Filter this material down to the lines that hold "white", copying each one.

### Data for analysis
════
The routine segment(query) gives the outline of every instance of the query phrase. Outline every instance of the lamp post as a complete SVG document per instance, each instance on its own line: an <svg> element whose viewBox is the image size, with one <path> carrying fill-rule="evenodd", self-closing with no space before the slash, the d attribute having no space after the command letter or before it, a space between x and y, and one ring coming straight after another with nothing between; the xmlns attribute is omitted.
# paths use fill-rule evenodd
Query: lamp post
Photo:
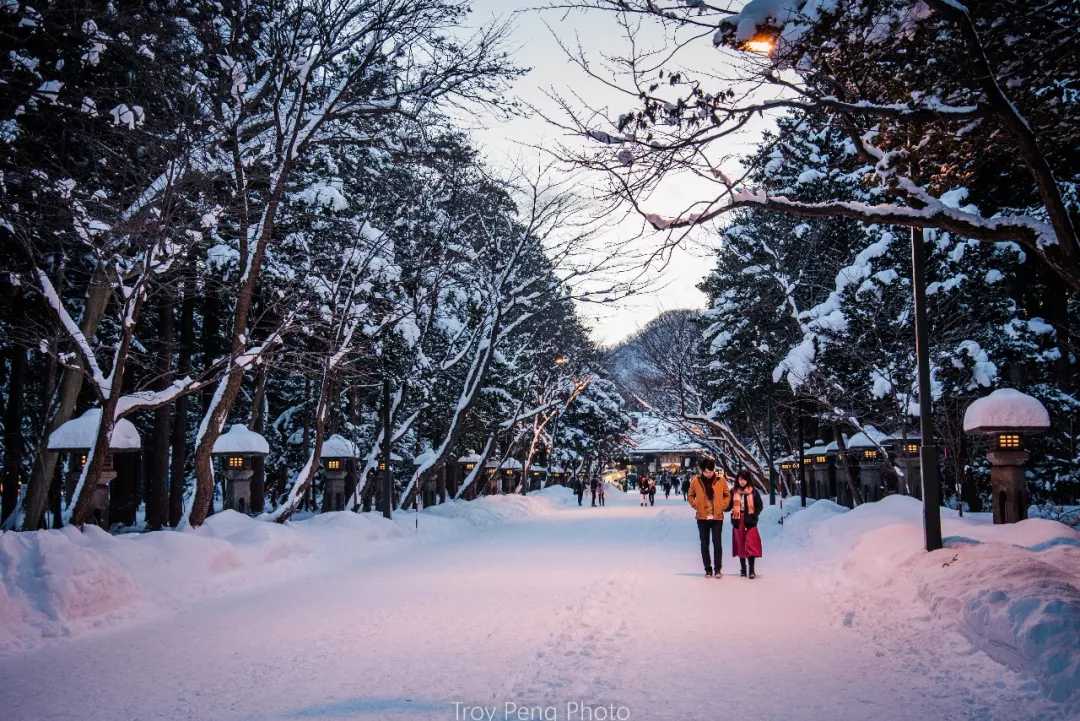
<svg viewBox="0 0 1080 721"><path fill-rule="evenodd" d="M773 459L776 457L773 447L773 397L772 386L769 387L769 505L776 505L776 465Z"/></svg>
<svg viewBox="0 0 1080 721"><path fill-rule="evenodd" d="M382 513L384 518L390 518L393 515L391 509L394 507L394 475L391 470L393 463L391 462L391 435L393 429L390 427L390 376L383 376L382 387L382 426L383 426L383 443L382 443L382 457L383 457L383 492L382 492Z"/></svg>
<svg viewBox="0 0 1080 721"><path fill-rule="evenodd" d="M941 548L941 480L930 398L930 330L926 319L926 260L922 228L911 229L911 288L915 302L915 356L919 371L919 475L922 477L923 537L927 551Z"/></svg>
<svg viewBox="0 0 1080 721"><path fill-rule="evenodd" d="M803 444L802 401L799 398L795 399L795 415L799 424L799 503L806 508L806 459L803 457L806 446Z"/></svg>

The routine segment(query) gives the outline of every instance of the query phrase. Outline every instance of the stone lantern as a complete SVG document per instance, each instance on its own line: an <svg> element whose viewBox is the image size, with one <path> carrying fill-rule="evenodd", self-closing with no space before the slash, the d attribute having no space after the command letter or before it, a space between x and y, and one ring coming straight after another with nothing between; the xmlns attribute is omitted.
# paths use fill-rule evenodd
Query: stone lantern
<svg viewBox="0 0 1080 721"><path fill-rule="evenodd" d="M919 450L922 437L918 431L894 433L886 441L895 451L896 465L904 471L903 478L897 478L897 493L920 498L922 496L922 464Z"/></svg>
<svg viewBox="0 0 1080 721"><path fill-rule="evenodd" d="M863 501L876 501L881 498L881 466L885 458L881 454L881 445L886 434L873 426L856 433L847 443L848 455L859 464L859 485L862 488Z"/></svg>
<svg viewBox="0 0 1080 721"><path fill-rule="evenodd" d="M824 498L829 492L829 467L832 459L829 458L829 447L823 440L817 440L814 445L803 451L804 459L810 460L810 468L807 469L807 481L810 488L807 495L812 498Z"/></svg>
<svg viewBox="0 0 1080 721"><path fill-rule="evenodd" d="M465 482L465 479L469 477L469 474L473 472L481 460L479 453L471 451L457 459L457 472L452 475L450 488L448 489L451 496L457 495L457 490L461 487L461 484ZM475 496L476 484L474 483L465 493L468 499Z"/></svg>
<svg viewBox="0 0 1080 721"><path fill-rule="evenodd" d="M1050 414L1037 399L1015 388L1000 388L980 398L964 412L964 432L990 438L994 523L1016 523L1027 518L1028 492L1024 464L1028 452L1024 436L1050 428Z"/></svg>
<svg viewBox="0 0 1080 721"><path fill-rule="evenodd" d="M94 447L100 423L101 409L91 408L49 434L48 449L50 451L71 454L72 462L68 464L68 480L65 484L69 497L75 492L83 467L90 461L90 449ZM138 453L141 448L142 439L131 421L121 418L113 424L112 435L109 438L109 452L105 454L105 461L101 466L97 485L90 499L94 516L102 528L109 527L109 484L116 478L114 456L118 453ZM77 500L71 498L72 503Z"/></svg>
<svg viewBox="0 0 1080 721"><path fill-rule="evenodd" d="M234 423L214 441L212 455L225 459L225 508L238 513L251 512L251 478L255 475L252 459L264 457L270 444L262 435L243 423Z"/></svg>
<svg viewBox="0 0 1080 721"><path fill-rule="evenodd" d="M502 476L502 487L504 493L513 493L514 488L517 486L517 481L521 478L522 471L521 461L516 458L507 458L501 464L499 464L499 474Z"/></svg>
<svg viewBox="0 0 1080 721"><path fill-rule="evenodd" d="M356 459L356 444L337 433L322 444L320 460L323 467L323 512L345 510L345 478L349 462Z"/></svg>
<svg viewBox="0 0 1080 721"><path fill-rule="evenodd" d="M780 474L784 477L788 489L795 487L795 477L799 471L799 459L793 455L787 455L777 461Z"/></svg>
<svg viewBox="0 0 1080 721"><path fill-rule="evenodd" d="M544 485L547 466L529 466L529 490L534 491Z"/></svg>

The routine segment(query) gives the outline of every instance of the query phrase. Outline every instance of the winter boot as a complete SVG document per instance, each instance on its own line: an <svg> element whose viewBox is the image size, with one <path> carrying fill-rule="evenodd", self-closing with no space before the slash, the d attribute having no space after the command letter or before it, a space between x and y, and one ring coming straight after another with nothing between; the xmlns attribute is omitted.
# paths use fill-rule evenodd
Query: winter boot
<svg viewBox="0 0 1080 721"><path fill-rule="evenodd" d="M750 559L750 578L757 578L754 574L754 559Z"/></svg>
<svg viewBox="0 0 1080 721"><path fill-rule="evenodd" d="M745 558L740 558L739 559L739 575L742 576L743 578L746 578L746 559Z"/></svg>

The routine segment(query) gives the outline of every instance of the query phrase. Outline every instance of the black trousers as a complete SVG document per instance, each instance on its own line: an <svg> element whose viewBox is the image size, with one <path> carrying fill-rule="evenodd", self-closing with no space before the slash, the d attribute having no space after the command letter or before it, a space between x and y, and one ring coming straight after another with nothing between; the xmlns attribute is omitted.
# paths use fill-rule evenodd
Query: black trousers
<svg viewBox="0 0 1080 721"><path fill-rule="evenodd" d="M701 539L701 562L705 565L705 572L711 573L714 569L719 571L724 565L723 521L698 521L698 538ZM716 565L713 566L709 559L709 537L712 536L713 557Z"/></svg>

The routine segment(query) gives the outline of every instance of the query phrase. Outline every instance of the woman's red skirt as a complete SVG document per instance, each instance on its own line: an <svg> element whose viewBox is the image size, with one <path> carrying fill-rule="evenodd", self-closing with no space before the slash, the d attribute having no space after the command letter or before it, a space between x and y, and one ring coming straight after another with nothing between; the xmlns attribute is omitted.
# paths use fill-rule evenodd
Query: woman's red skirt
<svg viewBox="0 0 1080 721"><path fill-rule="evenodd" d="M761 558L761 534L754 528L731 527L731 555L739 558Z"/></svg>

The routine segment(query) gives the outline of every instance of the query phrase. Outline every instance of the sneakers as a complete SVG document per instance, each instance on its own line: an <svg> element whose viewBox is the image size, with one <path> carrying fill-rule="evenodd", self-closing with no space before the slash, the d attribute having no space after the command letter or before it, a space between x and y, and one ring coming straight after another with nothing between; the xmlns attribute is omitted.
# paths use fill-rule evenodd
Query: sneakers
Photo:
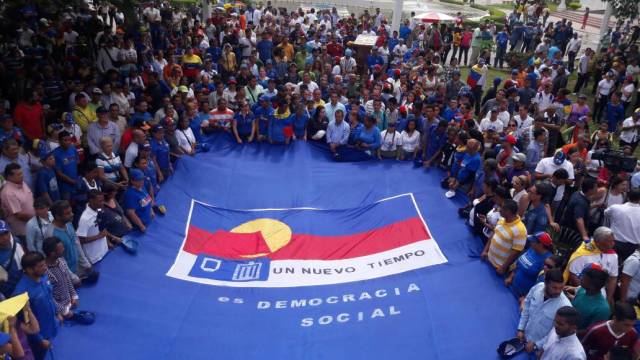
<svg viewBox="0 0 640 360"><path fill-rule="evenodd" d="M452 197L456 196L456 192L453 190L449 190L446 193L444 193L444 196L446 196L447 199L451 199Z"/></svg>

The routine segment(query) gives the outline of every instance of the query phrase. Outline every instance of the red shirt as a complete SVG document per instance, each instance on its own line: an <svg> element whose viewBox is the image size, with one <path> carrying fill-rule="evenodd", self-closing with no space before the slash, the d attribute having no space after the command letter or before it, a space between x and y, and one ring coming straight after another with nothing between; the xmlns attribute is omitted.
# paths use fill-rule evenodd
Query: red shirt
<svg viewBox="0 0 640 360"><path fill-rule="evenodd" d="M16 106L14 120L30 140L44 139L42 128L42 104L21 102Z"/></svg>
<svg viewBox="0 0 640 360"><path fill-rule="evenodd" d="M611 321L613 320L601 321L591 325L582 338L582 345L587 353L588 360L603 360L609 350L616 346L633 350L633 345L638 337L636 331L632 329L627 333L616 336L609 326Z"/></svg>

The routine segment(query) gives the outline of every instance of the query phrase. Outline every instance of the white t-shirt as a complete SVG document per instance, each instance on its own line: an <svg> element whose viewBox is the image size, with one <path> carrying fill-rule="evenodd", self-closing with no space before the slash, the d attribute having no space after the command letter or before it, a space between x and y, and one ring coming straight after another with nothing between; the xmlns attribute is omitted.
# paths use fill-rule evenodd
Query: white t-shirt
════
### Task result
The routine segment(query) gives the outline of every instance of the query phrase. Outline every instance of the white t-shirt as a complete SVG document per instance, each instance on its own line: an <svg> element whose viewBox is the image size, with one <path> carrying fill-rule="evenodd", self-closing with no space before the slash, the d attribute having no space after the command letter or before it, a space between x and y, and one ring coming straight after another with nothing between; the xmlns attribute is omitted.
Query: white t-shirt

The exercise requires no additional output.